Extract:
------------
Efficacy analyses were performed on the intention-to-treat population – CeVD only subset that included all randomized patients with established CeVD in the 3 trials. Data shown are LS mean (95% CI), except for Lp(a) which is median (95% CI).
ApoB, apolipoprotein B; CeVD, cerebrovascular disease; CI, confidence interval; LDL-C, low-density lipoprotein cholesterol; Lp(a), lipoprotein(a); LS, least squares; HDL-C, high-density lipoprotein cholesterol.
3.2. Safety outcomes
A higher proportion of TEAEs were reported in patients in the inclisiran arm (82.7%; n = 91) versus placebo (70.7%; n = 65; risk ratio: 1.17; 95% CI: 1.00 to 1.37). Treatment-emergent serious adverse events (TESAE) were reported in 21 patients (19.1%) with inclisiran and 12 (13.0%) patients in placebo (risk ratio: 1.46; 95% CI: 0.76 to 2.81). None of the TESAEs were considered to be drug related in the inclisiran arm; 1 TESAE in the placebo arm was considered drug related. Overall, when assessed by system organ class or preferred term, no increase in any specific safety event was noted between the treatment arms. TEAEs leading to drug discontinuation were reported in 1 (0.9%) patient in the inclisiran arm and by none in the placebo arm; 4 (3.6%) patients in the inclisiran arm reported ≥1 clinically relevant TEAE at the injection site, all mild (n = 3) to moderate (n = 1). No TEAE of hemorrhagic stroke was reported in this subgroup of patients with CeVD. There was only one TESAE of ischemic stroke in one patient reported in the inclisiran arm and two TESAEs of lacunar stroke reported in two patients in the placebo arm.
4. Discussion
The results of this post hoc analysis highlight the beneficial effect of inclisiran in combination with statins on LDL-C levels in patients with established CeVD who require further LDL-C lowering in addition to statin. Consistent with the findings from the overall ORION-9, ORION-10, and ORION-11 trials, the subgroup of patients with established CeVD had substantial and consistent reductions in LDL-C levels with twice-yearly dosing of inclisiran (after the initial and 3-month doses) [15,16]. By Day 510, patients in the CeVD subgroup treated with inclisiran had a mean 55.2% reduction in LDL-C from baseline, compared with 50.7% for the overall pooled ORION-9, ORION-10, ORION-11 cohort [17]. The efficacy of inclisiran has also been evaluated in patients with and without polyvascular disease (PVD), and the results were similar to that observed in this study. The mean percentage reduction in LDL-C in patients with PVD and those without was 48.9% and 51.5% respectively [18]. The results of the current analysis in addition to prior published data, support the consistent effect of inclisiran in different ASCVD sub-populations. In agreement with previous findings, notable improvements in other atherogenic lipids were also observed with inclisiran in patients with CeVD.
------------
Data for review:
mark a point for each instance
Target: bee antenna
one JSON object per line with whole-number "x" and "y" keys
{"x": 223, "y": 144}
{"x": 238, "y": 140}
------------
Work order 1: According to the inclisiran extract, what mean percentage reduction in LDL-C from baseline did inclisiran-treated patients in the CeVD subgroup show by Day 510?
Work order 2: Pick up the inclisiran extract after its final sentence and continue it.

Output 1: 55.2%

Output 2:
Anti-PCSK9 mAbs bind to extracellular PCSK9 protein inhibiting its interaction with LDL receptors, while inclisiran prevents PCSK9 mRNA translation in hepatocytes and thus reduces the production of PCSK9 by the liver. Both approaches result in greater hepatic uptake of circulating LDL-C by LDL receptors [14,19]. The magnitude of LDL-C lowering achieved with inclisiran is similar to that reported with anti-PCSK9 mAbs, but with a less frequent, twice-yearly dosing regimen (after initial and 3-month doses) compared with self-injection of anti-PCSK9 mAb every 2 or 4 weeks [10,11,14,16,17,19]. Moreover, data from the Phase 3 trials and ORION-3 study show that treatment with inclisiran provides a consistent LDL-C−lowering effect sustained for 6 months per dose [16,20]. In this subset of patients with CeVD who had a mean (SD) baseline LDL-C of 108.4 (34.3) mg/dL, 59.1%, 70.0%, and 79.1% of patients achieved LDL-C thresholds of <50 mg/dl, <70 mg/dL, and <100 mg/dL, respectively, with the addition of inclisiran to maximally tolerated statin therapy.
Overall, the safety profile of inclisiran in patients with established CeVD was generally consistent with that reported for the pooled population from the Phase 3 studies, although rates of TEAEs and TSEAEs were numerically higher with inclisiran than with placebo. This finding is likely due to the lower rate of TEAEs and TSEAEs among placebo-treated individuals with CeVD (70.7%) compared to the aggregate placebo groups from the 3 trials (77.3%) [17], which in turn may be related to the relatively small size of the CeVD subgroup. TEAEs at the injection site were few and mostly mild; none were severe with inclisiran.
Limitations include the post hoc nature of this analysis, the small sample size of the subgroup of patients with established CeVD, and the lack of longer-term efficacy and safety data. Patients were not randomized according to a history of CeVD, resulting in a modest imbalance in the numbers of patients in the inclisiran versus placebo groups. Furthermore, the effect of inclisiran in lowering the risk of stroke and other cardiovascular events in these patients needs to be determined. Although the incidence of major adverse cardiovascular events was less frequent with inclisiran compared with placebo in the ORION-10 and ORION-11 trials, the analysis was exploratory [16,21,22]. The ongoing cardiovascular outcomes trials, ORION-4 NCT03705234) and VICTORION-2 Prevent (NCT05030428), will provide further insights into the long-term efficacy of inclisiran in improving cardiovascular outcomes in patients with ASCVD, including CeVD [23,24]. There is also a need for real-world data to understand the effectiveness of inclisiran in routine clinical settings.
In conclusion, in addition to maximally tolerated statin therapy, twice-yearly dosing with inclisiran (after the initial and 3-month doses) is an effective option for LDL-C lowering and is well tolerated in adults with established CeVD.
Author contributions
The lead author (WK) directed the analysis and manuscript development, and all authors contributed to its revision and concurred with the decision to submit the final manuscript for publication. Jackie Han was responsible for the statistical analysis.
Funding
This study was funded by Novartis Pharmaceuticals AG, Basel, Switzerland.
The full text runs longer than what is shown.